Excerpt provided:
━━━━━━
Details like where do we get new cells to build a list or how to handle “dropped” tail
in CAR
are discussed below in Part II. Also, to create a new list we have to have an empty list, `()
`: (1.().s, e, CONS.c, d) => ( (1).s, e, c, d)
.
Thus we introduced two kinds of values: some are cons’es (making lists), the rest are atoms in Lisp-speak, that is, atomic values like integers and symbols. How to distinguish them? How to know what kind of value is on top of the stack? This is handled by ATOM
primitive, it pops the item from the top of the stack and pushes #t
or #f
(nil
) instead:
(v.s, e, ATOM.c, d) => (atom?(v).s, e, c, d)
Another important question is equality of two values. We should get a primitive for that too:
(v1.v2.s, e, EQ.c, d) => (equal?(v1,v2).s, e, c, d)
What is equality exactly? I use the structural equality here: if lists have similar structure and equal components, they are equal (roughly eqv?
in Scheme or equal
in Common Lisp).
Here we have barebones construction for a simple evaluator defined by its initial state.
But we still don’t have any means to introduce ad-hoc values.
Constants, values and environment
Constants are loaded on the stack using command LDC
(LoaD Constant), it puts the next item in the control path list on the stack:
(s, e, LDC.v.c, d) => (v.s, e, c, d)
Our first example of a valid code. This list in control path:
(LDC 2 LDC 2 ADD)
loads integer constant 2 two times, adds it and leaves 4 on top of the stack. Pretty easy.
Another example is loading symbols:
(LDC some-symbol LDC some-symbol EQ)
leaves #t
on the stack after execution.
Values to load may be lists too:
(LDC (1 2 3) CAR)
leaves 1 on top of the stack, throwing away (2 3)
.
Now we have to introduce environments to look up variable values by symbol. What are environments exactly? The environment is a list of frames: a frame is a list of bindings for each function call. Frames are the only way for SECD machine to introduce a binding between symbol and value, the only way to make a frame is running a new function (we’ll discuss function calls later, now let’s assume that we already have some bindings). The last item in the list of frames is the global environment created with the machine instance. Then each function call prepends its frame to the environment, possibly hiding previously defined binding for a symbol (e.g. if the global environment contains symbol foo
and a function has an argument called foo
, the latter will be found on foo
lookup. Here’s the operation to look up values bound to a symbol:
(LD x)
━━━━━━
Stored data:
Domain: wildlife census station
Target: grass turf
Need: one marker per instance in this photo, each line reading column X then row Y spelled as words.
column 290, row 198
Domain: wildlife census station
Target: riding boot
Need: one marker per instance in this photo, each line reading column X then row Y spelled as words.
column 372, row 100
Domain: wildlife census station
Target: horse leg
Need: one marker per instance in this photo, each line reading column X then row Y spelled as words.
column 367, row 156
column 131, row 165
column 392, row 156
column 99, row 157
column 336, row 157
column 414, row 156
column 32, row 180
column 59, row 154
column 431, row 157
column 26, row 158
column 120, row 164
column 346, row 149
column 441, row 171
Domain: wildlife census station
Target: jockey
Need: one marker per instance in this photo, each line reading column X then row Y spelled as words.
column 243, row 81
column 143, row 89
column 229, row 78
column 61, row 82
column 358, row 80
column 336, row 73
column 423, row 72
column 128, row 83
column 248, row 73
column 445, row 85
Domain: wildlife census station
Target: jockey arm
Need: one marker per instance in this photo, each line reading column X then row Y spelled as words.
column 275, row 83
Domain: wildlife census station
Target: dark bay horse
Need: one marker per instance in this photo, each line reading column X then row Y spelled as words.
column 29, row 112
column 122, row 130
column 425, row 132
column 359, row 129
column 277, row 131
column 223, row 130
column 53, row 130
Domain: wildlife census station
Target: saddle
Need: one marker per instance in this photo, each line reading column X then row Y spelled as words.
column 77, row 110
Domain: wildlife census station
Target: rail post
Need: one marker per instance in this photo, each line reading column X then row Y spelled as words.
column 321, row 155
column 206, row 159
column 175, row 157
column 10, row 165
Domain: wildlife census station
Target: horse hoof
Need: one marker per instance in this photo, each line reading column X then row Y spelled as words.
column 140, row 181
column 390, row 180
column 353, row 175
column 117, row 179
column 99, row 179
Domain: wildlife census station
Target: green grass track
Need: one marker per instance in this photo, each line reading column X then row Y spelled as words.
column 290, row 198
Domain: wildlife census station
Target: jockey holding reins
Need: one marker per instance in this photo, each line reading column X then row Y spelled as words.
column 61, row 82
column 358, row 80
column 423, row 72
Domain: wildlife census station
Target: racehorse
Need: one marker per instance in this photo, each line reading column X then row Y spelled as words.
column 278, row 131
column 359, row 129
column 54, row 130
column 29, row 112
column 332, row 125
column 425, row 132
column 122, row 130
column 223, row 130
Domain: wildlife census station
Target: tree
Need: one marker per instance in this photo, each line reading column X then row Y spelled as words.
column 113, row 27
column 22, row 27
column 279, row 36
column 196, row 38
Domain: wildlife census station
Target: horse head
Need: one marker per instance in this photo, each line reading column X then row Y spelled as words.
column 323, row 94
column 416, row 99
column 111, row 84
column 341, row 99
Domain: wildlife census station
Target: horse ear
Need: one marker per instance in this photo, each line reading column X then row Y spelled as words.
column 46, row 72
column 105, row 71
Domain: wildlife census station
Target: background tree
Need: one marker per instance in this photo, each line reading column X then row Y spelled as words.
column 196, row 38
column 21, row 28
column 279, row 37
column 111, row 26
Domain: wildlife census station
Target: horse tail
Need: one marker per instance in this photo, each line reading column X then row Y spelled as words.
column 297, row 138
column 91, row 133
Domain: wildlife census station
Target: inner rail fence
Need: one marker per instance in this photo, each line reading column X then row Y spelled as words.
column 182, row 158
━━━━━━
What this exercise asks:
1) Rewrite the paragraph of the SECD machine excerpt that begins "Thus we introduced two kinds of values" as a short bulleted list that keeps its main facts.
2) Extend the SECD machine excerpt past its final line, "(LD x)", keeping to the same subject and technical voice.

Numbered answers:
1)
- Two kinds of values exist: cons'es, which make lists, and atoms, which are atomic values such as integers and symbols.
- The ATOM primitive tells the two apart by checking the value on top of the stack.
- ATOM pops that item and pushes #t or #f (nil) in its place.
- Transition rule: (v.s, e, ATOM.c, d) => (atom?(v).s, e, c, d)

2)
– this will search through frames of the environments for a value bound to symbol x
and put the first found bound value on top of the stack.
So now we can write body of a function computing x2+y2 (assuming that x
and y
are argument names) as:
(LD x LD x MUL LD y LD y MUL ADD)
Altering control path: conditionals
I’ve mentioned boolean values, but of what use are they if we can’t execute code conditionally? Let’s add some branching to our operation set!
(#t.s, e, SEL.then.else.c, d) => (s, e, then, c.d)
(#f.s, e, SEL.then.else.c, d) => (s, e, else, c.d)
— top of the stack is consumed, control path after then
and else
branches is saved to the dump, then one of then
or else
lists becomes the new control path:
(LD x LDC 42 EQ SEL -- check if x is 42
(LDC this-is-the-meaning JOIN) -- `then` branch
(LDC something-meaningless JOIN)) -- `else` branch
A new operation here is JOIN
, which restores the previous control path from the dump:
(s, e, JOIN.(), c.d) => (s, e, c, d)
Its necessity is questionable, because we can treat the end of a control list as a command to restore the previous control path, but I use it to be coherent with Henderson’s book.